Exercise – For each statement, say yes or no according to the article on the Louisiana Supreme Court's ruling on Tony Spell's church, and quote the words from it that decide. 1. The court ruled unanimously in Spell's favor. 2. A 2020 executive order barred gatherings of more than 50. 3. The court found the orders violated the Fifth Amendment.

Text block –
Tony Spell, the first pastor to publicly defy COVID-19 lockdown orders, has won his legal battle against the state of Louisiana two years later.
The state Supreme Court decided 5 to 2 on Friday that the governor did not have a good reason to block Spell’s Oneness Pentecostal church from meeting for worship while other venues received exemptions from public health restrictions.
A 2020 executive order in the Bayou State prohibited gatherings of more than 50, and a subsequent order limited groups to 10, following the advice of the Centers for Disease Control and Prevention early in the pandemic. Both orders carved out exceptions, however, for airports, grocery stores, factories, office buildings, and other meetings deemed “essential.”
It is a violation of the First Amendment guarantee of freedom of religion to offer legal exemptions to secular groups and not religious ones, the Louisiana court found.
According to Justice William J. Craine, it was also kind of absurd.
“An unlimited number of people were allowed to remain in a single conference room in an office building for an unlimited period of time, all in close proximity, talking, eating, and engaging in any other ‘normal operations’ of the business,” he wrote.

Record excerpts –
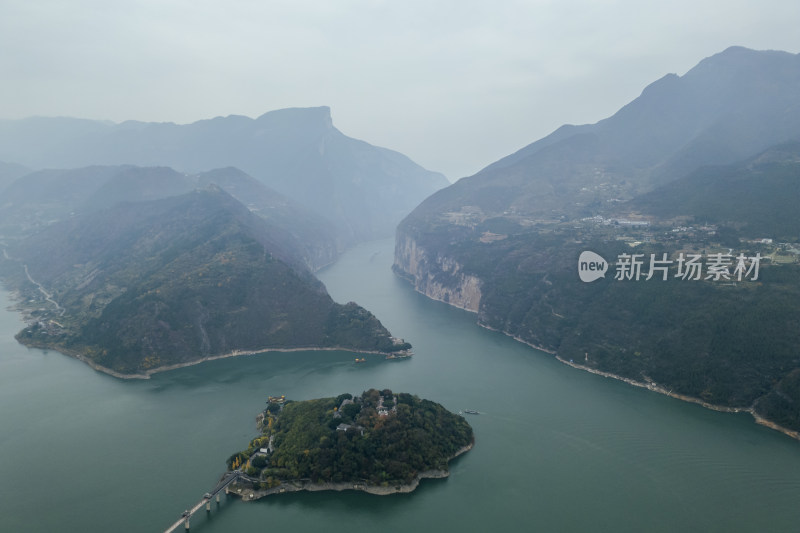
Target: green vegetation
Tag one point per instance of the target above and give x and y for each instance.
(146, 285)
(728, 344)
(364, 439)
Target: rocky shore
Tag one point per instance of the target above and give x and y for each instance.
(148, 373)
(248, 493)
(652, 386)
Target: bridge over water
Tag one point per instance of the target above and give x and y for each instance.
(226, 480)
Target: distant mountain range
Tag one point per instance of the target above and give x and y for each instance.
(41, 198)
(144, 285)
(362, 190)
(702, 164)
(729, 107)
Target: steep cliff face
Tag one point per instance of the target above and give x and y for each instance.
(436, 276)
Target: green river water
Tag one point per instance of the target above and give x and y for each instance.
(556, 449)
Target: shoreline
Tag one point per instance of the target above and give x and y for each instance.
(236, 353)
(299, 485)
(654, 387)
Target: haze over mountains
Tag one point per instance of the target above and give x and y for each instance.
(361, 189)
(42, 198)
(729, 107)
(133, 268)
(703, 164)
(153, 283)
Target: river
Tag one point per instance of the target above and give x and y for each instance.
(556, 449)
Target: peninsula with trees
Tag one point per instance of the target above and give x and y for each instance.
(380, 442)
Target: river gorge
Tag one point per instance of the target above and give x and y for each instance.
(556, 448)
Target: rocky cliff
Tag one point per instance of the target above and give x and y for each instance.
(436, 276)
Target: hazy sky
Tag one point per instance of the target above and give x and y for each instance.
(453, 85)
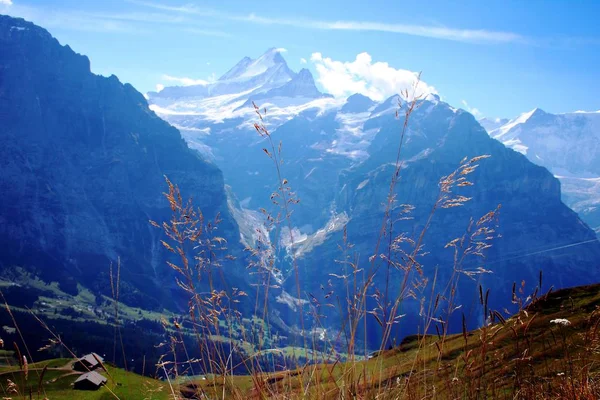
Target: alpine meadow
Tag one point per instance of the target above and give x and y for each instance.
(327, 220)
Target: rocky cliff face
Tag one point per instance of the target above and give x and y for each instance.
(569, 146)
(537, 231)
(83, 161)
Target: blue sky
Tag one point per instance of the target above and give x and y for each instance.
(501, 58)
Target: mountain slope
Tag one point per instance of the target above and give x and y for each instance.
(537, 231)
(569, 146)
(83, 163)
(339, 157)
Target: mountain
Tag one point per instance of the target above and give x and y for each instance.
(535, 230)
(490, 124)
(339, 156)
(266, 72)
(569, 146)
(267, 81)
(83, 165)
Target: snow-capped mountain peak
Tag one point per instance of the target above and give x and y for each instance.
(270, 64)
(569, 146)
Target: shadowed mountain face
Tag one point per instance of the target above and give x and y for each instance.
(536, 230)
(569, 146)
(339, 158)
(83, 161)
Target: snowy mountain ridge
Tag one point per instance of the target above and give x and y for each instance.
(568, 145)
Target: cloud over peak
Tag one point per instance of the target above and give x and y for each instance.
(377, 80)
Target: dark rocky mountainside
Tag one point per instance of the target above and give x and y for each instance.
(537, 230)
(83, 161)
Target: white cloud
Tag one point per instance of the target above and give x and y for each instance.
(377, 80)
(183, 81)
(476, 113)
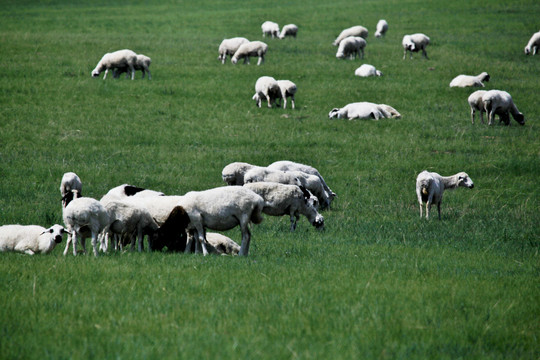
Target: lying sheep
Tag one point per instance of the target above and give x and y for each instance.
(497, 102)
(229, 47)
(252, 48)
(118, 59)
(364, 110)
(351, 47)
(292, 200)
(533, 44)
(30, 239)
(367, 70)
(288, 30)
(430, 187)
(469, 80)
(415, 43)
(382, 27)
(352, 31)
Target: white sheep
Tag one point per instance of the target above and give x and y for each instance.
(430, 187)
(252, 48)
(364, 110)
(533, 44)
(476, 104)
(352, 31)
(70, 187)
(351, 47)
(367, 70)
(470, 80)
(266, 87)
(292, 200)
(30, 239)
(415, 43)
(270, 28)
(382, 27)
(288, 30)
(498, 102)
(118, 59)
(229, 47)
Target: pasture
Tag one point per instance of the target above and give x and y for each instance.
(378, 282)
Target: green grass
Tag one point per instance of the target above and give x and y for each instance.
(379, 282)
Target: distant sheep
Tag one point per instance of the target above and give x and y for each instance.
(430, 187)
(30, 239)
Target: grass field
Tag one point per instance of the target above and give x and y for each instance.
(379, 282)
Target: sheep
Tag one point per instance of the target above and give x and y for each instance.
(364, 110)
(533, 44)
(270, 28)
(367, 70)
(292, 200)
(142, 63)
(252, 48)
(30, 239)
(430, 187)
(70, 187)
(382, 27)
(229, 47)
(351, 47)
(268, 88)
(497, 102)
(470, 80)
(352, 31)
(288, 30)
(415, 43)
(118, 59)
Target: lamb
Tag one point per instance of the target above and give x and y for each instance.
(266, 87)
(367, 70)
(70, 187)
(118, 59)
(364, 110)
(229, 47)
(30, 239)
(382, 27)
(533, 44)
(415, 43)
(292, 200)
(351, 47)
(352, 31)
(252, 48)
(430, 187)
(270, 28)
(497, 102)
(288, 30)
(470, 80)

Answer to the problem –
1. No: "The state Supreme Court decided 5 to 2 on Friday"
2. Yes: "A 2020 executive order in the Bayou State prohibited gatherings of more than 50"
3. No: "It is a violation of the First Amendment guarantee of freedom of religion"